Filter the listing below, copying every line in which the word "bass" appears.

PROVIDED RECORDS below:

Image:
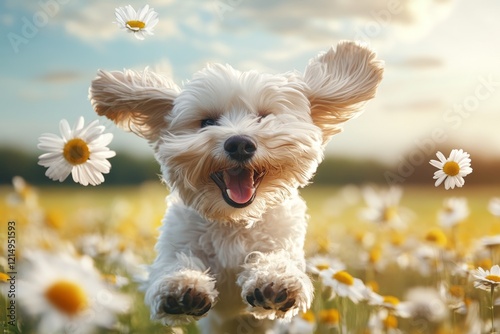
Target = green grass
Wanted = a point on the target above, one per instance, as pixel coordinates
(135, 213)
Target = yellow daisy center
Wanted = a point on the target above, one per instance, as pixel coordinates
(76, 151)
(329, 316)
(308, 316)
(493, 278)
(136, 25)
(322, 266)
(67, 297)
(344, 277)
(436, 236)
(391, 300)
(456, 291)
(375, 255)
(451, 168)
(389, 213)
(390, 322)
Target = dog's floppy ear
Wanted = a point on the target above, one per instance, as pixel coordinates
(135, 101)
(339, 83)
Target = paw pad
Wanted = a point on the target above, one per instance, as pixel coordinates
(191, 302)
(268, 298)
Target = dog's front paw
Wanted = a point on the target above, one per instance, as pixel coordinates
(181, 297)
(270, 298)
(191, 302)
(280, 293)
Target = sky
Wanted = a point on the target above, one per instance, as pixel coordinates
(441, 85)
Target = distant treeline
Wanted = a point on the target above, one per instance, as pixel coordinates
(129, 170)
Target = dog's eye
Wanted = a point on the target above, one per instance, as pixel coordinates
(208, 122)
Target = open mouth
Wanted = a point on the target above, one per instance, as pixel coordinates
(238, 185)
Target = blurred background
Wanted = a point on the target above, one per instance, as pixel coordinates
(441, 88)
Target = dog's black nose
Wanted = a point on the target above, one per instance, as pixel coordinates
(240, 148)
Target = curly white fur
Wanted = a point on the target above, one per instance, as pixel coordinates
(236, 259)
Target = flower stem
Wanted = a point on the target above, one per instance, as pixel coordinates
(492, 307)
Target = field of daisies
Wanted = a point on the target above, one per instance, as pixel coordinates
(383, 259)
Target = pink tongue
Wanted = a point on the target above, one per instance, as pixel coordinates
(239, 183)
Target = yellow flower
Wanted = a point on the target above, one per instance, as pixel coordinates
(436, 236)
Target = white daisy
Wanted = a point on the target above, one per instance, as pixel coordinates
(453, 169)
(494, 206)
(454, 211)
(487, 279)
(344, 285)
(67, 294)
(82, 151)
(141, 23)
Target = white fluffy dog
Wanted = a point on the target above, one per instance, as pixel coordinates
(234, 147)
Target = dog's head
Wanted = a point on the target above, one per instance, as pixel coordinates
(231, 143)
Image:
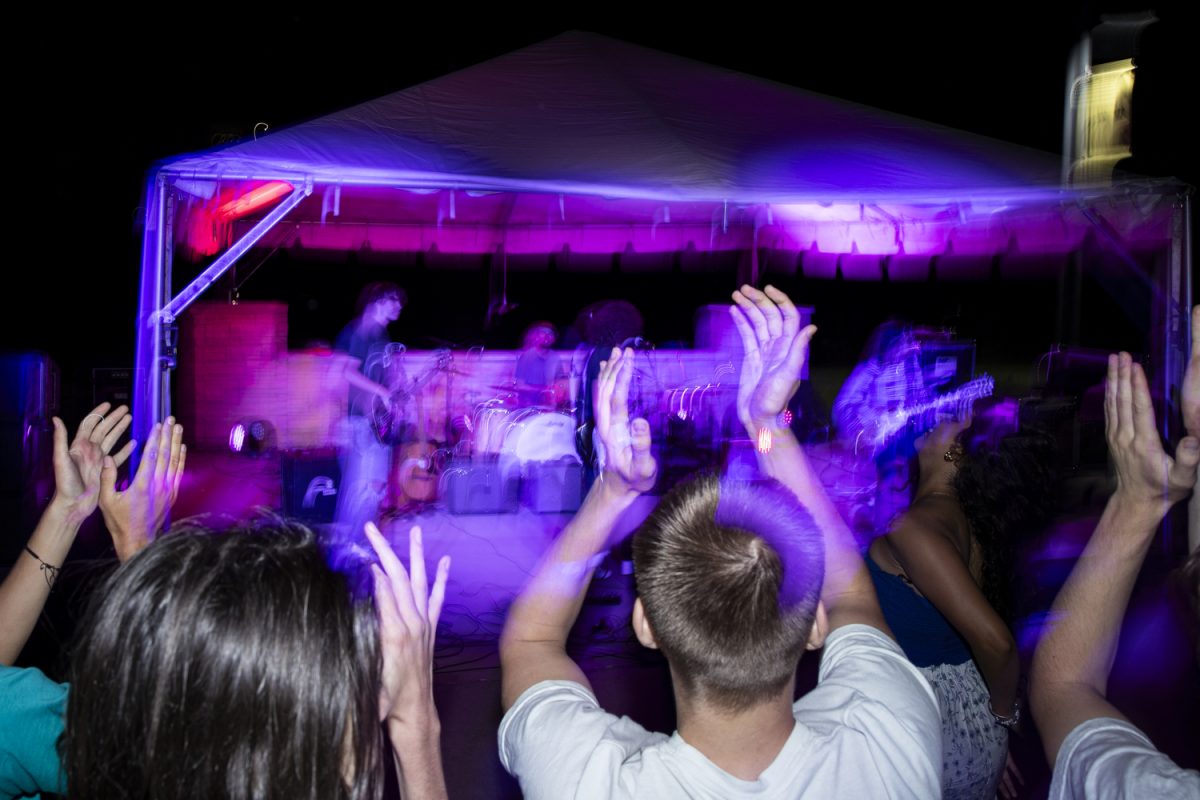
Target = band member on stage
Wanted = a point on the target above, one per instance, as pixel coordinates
(539, 370)
(364, 458)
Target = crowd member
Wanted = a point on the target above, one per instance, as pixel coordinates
(1095, 750)
(238, 663)
(84, 476)
(942, 576)
(733, 583)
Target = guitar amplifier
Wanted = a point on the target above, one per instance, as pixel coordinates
(311, 481)
(479, 488)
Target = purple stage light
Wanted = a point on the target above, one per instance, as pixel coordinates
(238, 438)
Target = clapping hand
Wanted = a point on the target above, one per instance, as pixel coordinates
(77, 469)
(775, 349)
(137, 513)
(1146, 475)
(408, 623)
(628, 461)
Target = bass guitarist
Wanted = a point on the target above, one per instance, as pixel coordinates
(365, 461)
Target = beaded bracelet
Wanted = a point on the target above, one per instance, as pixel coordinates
(48, 570)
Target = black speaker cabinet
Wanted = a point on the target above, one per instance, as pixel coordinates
(311, 481)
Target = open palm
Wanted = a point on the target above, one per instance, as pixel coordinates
(774, 353)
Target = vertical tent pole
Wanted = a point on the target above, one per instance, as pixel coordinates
(147, 386)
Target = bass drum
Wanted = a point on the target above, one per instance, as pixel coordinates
(539, 435)
(490, 423)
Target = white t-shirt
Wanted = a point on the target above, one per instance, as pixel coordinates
(869, 729)
(1111, 758)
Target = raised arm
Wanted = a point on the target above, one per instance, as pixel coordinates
(533, 647)
(775, 350)
(77, 470)
(408, 623)
(1189, 398)
(1072, 663)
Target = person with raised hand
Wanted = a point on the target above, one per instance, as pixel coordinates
(84, 475)
(730, 583)
(408, 621)
(136, 515)
(1095, 750)
(77, 481)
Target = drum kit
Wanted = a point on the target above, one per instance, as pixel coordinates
(511, 427)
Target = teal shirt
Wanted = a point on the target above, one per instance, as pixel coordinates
(33, 710)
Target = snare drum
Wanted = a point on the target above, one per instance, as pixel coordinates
(539, 435)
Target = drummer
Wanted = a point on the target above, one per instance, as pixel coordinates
(539, 376)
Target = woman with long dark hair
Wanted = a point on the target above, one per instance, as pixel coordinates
(240, 665)
(943, 577)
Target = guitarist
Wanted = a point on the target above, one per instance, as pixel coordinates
(365, 461)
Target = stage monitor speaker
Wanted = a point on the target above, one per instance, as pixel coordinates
(553, 487)
(311, 482)
(479, 488)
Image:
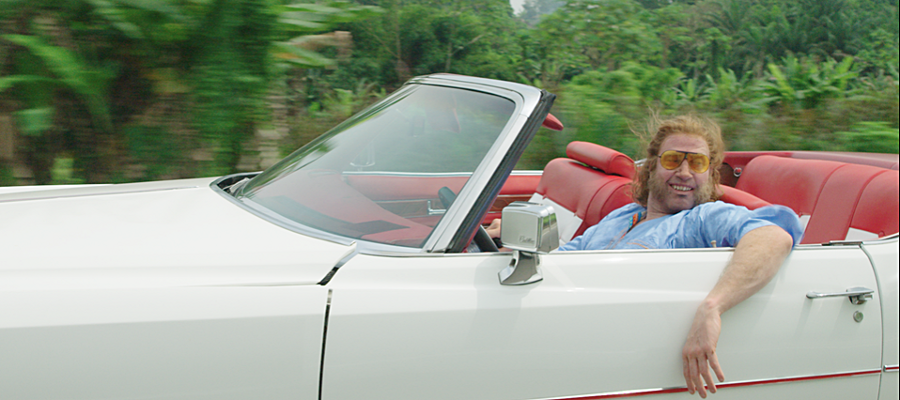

End of PROVIDED RECORDS.

**EXPECTED ANSWER**
Target = bass guitarist
Target = bass drum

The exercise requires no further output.